(ASSIGNMENT): Begin with the line in which "Task: Indicate the podium" appears and end with the final line of the entries. Retype each one exactly and add nothing.

(RECORDS PROVIDED):

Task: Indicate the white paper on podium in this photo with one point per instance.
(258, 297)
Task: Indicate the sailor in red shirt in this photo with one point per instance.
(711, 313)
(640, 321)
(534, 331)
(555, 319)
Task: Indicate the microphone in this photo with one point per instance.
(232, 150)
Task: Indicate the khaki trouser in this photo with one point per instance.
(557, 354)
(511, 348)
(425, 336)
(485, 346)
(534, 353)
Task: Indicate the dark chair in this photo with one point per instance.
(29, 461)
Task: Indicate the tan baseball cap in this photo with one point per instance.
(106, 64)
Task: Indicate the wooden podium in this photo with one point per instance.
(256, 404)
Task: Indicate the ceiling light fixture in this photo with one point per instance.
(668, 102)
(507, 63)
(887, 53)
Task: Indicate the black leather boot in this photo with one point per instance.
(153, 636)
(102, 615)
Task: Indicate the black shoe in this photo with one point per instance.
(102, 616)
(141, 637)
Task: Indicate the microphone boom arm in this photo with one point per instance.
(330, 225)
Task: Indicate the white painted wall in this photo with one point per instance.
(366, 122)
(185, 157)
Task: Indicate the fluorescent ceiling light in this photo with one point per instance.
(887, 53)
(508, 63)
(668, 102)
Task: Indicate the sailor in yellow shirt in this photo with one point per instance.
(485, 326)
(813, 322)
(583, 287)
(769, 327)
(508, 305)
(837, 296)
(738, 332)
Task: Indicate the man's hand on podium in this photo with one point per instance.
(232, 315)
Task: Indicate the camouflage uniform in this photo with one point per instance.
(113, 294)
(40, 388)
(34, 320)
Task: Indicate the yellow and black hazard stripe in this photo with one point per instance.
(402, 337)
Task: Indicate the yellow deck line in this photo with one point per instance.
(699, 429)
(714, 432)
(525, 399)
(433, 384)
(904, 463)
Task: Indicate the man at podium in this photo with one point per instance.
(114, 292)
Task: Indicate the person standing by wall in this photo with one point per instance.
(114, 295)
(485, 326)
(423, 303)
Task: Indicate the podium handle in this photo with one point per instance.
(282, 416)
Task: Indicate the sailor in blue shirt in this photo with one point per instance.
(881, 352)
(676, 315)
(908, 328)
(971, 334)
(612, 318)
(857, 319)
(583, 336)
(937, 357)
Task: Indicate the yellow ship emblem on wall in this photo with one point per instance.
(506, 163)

(ANSWER TO THIS EXERCISE):
Task: Indicate the podium handle in this photo with one point per instance.
(282, 416)
Task: Indicate the sailor in blue shirt in this photo with one point per instance.
(881, 352)
(676, 315)
(908, 328)
(971, 334)
(612, 318)
(857, 319)
(583, 336)
(937, 357)
Task: Indicate the yellow ship emblem on wall in this photo with one point per instance.
(506, 163)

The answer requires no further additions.